Saved entries
◆ ◆ ◆ ◆ ◆ ◆ ◆
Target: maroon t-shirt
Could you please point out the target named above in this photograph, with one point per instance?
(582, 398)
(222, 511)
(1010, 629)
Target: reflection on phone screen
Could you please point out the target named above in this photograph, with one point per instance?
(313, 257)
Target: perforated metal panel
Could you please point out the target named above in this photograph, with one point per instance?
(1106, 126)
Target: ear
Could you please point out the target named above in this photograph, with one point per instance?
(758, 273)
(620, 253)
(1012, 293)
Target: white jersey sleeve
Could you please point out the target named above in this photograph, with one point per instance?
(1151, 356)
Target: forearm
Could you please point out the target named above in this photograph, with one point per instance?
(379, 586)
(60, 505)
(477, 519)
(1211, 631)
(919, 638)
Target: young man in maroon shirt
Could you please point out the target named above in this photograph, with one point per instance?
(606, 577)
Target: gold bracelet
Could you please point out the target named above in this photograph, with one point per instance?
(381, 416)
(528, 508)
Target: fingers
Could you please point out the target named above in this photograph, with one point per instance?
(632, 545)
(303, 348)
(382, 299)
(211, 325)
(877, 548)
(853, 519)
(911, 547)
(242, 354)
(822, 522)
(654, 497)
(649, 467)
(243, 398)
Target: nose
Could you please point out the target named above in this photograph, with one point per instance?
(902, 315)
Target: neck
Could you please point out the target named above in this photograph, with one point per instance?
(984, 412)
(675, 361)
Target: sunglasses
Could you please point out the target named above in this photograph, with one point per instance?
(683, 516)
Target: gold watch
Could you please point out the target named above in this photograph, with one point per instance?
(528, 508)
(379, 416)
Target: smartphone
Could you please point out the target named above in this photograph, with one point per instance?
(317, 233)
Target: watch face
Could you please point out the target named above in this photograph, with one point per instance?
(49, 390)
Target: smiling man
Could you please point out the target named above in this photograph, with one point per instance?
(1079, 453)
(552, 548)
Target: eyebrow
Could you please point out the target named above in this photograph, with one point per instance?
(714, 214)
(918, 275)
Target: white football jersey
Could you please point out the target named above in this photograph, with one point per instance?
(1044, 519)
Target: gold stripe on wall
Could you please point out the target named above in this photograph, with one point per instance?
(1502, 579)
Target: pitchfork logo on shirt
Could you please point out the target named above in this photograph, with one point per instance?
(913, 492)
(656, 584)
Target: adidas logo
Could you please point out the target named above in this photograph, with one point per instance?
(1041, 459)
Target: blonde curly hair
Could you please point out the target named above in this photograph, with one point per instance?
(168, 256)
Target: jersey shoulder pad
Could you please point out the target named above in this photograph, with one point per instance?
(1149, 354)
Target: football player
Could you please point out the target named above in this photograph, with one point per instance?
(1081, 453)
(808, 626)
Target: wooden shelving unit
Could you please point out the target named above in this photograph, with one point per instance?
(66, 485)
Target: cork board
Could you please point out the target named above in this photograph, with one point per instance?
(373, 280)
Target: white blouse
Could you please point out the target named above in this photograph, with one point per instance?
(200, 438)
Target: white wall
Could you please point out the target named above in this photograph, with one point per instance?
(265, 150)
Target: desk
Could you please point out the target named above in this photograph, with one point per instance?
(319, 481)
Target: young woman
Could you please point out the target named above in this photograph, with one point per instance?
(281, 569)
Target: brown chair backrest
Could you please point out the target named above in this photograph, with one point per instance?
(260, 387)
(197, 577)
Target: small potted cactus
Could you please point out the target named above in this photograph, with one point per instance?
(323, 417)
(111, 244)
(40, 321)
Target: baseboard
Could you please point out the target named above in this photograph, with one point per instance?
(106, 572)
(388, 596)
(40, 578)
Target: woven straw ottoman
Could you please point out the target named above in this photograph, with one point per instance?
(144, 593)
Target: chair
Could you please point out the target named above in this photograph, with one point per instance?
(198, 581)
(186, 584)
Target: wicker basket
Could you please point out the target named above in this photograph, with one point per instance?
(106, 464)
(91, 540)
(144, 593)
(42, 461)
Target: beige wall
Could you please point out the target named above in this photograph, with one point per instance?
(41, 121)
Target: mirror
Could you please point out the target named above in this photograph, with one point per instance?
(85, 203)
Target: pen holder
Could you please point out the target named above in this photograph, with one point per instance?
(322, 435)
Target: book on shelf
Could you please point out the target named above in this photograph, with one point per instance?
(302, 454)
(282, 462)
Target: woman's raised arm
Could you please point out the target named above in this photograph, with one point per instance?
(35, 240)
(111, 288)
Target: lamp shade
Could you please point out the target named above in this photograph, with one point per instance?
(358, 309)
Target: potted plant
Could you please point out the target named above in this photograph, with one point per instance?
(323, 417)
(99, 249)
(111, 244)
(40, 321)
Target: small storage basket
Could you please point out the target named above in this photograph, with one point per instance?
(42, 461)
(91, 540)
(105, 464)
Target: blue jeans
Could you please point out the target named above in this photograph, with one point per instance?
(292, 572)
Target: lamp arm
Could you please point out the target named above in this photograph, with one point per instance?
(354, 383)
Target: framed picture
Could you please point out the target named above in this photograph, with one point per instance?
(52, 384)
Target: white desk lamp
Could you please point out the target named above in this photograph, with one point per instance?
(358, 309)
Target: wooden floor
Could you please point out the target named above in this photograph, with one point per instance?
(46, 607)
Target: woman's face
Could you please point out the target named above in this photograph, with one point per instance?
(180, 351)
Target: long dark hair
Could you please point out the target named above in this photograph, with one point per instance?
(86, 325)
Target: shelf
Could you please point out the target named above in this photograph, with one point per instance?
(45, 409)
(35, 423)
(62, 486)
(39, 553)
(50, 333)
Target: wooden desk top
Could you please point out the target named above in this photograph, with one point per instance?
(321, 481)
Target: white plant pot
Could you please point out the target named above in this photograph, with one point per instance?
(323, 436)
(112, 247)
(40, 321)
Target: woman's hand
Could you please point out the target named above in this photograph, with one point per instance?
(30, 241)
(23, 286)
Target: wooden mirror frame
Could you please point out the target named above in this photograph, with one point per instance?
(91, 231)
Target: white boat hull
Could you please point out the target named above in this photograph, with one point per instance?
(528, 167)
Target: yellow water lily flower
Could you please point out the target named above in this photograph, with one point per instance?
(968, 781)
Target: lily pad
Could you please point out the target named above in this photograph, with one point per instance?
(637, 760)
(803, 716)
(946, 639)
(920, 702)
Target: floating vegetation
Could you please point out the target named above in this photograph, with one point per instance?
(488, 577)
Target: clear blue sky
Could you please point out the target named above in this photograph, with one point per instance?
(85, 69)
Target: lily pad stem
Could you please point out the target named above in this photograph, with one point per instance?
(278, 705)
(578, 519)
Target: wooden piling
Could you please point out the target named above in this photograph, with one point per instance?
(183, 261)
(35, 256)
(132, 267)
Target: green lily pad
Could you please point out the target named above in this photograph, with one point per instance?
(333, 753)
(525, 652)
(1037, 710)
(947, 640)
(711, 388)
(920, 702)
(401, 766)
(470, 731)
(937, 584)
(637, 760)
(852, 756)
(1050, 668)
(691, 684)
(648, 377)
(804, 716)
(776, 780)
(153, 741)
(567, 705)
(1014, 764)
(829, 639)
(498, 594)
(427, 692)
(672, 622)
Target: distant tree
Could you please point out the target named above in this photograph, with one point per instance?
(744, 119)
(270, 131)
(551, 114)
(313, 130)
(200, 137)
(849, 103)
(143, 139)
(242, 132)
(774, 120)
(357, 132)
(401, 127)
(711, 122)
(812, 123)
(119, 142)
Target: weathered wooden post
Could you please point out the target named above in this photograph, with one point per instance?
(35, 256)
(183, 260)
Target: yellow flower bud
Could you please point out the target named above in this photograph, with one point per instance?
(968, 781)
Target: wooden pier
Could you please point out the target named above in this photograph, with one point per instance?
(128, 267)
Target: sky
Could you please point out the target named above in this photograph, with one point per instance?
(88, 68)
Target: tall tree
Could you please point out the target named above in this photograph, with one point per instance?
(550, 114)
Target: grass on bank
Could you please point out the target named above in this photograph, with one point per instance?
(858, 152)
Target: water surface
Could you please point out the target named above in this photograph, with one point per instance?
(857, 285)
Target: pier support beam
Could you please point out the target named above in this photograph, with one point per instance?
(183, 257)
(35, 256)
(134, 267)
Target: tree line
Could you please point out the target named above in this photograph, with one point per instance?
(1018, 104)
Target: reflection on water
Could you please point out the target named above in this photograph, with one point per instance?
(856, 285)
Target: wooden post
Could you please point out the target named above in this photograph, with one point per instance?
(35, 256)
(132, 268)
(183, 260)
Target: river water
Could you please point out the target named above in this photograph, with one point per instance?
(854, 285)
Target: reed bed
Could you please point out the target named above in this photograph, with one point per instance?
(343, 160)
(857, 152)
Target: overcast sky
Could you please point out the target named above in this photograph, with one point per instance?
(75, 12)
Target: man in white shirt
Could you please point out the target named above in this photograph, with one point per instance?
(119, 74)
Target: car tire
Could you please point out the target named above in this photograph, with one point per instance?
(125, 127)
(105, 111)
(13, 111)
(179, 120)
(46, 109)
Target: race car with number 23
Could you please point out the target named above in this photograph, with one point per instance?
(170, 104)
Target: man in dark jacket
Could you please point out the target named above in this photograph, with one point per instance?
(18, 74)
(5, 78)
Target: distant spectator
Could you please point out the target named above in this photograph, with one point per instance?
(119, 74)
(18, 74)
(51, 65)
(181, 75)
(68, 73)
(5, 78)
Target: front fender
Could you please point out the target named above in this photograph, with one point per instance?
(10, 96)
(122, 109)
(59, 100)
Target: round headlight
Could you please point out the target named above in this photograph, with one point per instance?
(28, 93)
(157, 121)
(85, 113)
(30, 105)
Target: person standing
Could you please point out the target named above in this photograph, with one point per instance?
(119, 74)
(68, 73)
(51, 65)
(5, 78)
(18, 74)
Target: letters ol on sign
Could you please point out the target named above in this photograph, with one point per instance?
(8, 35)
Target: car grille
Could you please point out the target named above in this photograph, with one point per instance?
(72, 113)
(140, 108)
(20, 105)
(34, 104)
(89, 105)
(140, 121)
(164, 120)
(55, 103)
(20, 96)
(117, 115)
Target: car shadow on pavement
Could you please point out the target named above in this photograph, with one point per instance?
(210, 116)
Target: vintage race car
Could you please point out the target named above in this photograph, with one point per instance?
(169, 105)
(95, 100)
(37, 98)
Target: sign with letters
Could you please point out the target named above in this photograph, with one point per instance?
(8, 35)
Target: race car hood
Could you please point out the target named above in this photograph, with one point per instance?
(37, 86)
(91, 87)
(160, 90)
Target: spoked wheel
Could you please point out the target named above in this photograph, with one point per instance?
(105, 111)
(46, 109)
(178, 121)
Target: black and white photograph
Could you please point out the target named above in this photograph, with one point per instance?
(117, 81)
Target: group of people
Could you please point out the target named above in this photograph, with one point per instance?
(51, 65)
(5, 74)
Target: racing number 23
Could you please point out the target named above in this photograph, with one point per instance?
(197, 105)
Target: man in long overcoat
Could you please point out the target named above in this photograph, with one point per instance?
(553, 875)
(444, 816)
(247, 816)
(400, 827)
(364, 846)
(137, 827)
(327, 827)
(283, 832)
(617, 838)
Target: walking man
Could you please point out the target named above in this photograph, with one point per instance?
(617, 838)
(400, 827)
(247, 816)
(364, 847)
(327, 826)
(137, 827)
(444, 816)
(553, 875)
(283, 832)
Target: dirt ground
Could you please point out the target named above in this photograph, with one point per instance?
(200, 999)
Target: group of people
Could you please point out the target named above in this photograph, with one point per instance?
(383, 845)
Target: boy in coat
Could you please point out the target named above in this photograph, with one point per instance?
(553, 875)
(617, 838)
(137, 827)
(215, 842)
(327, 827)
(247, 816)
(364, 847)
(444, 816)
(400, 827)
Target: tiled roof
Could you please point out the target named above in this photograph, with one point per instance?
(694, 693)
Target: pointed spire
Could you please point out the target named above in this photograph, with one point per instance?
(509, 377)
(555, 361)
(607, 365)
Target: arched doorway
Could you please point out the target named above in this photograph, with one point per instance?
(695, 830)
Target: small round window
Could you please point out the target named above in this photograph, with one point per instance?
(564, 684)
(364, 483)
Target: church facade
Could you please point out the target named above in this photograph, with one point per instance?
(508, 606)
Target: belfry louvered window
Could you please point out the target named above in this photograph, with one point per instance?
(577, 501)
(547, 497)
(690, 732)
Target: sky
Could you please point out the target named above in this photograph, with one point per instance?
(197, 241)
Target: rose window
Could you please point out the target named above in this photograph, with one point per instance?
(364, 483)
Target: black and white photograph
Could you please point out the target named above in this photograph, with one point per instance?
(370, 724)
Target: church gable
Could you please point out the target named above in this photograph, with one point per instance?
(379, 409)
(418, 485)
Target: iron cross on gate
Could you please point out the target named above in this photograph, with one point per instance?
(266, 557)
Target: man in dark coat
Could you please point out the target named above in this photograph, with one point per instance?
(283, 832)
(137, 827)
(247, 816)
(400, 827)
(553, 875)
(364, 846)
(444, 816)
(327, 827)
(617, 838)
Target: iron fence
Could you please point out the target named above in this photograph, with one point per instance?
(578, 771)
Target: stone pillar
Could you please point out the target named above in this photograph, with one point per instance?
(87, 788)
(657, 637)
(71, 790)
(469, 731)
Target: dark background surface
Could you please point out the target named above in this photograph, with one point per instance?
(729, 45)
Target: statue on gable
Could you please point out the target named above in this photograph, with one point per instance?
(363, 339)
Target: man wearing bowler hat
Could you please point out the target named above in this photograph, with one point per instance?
◆ ◆ ◆ ◆ ◆ ◆ ◆
From the data above, report how many lines hold the word "wooden", answering with the number by itself.

* [Exercise result] 8